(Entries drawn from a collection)
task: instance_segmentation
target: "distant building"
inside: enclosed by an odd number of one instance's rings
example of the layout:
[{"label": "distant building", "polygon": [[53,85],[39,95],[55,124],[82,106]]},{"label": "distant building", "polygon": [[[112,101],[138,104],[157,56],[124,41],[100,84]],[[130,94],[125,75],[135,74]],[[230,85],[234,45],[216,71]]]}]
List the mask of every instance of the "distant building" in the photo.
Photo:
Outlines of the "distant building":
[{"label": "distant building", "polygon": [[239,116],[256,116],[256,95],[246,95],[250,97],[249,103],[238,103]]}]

**Stated exercise:**
Present every line of the listing above as a numbered list, leaving out any blank lines.

**The solution:**
1. task: instance_segmentation
2. target: "distant building"
3. inside: enclosed by an odd number of one instance's rings
4. example of the layout:
5. [{"label": "distant building", "polygon": [[53,85],[39,95],[55,124],[82,106]]},{"label": "distant building", "polygon": [[[112,101],[138,104],[157,56],[124,41],[100,84]],[[130,94],[125,75],[135,74]],[[230,85],[234,45],[216,71]]]}]
6. List the mask of every instance of the "distant building" in the photo.
7. Photo:
8. Outlines of the "distant building":
9. [{"label": "distant building", "polygon": [[239,116],[256,116],[256,95],[246,95],[250,97],[249,103],[238,103]]}]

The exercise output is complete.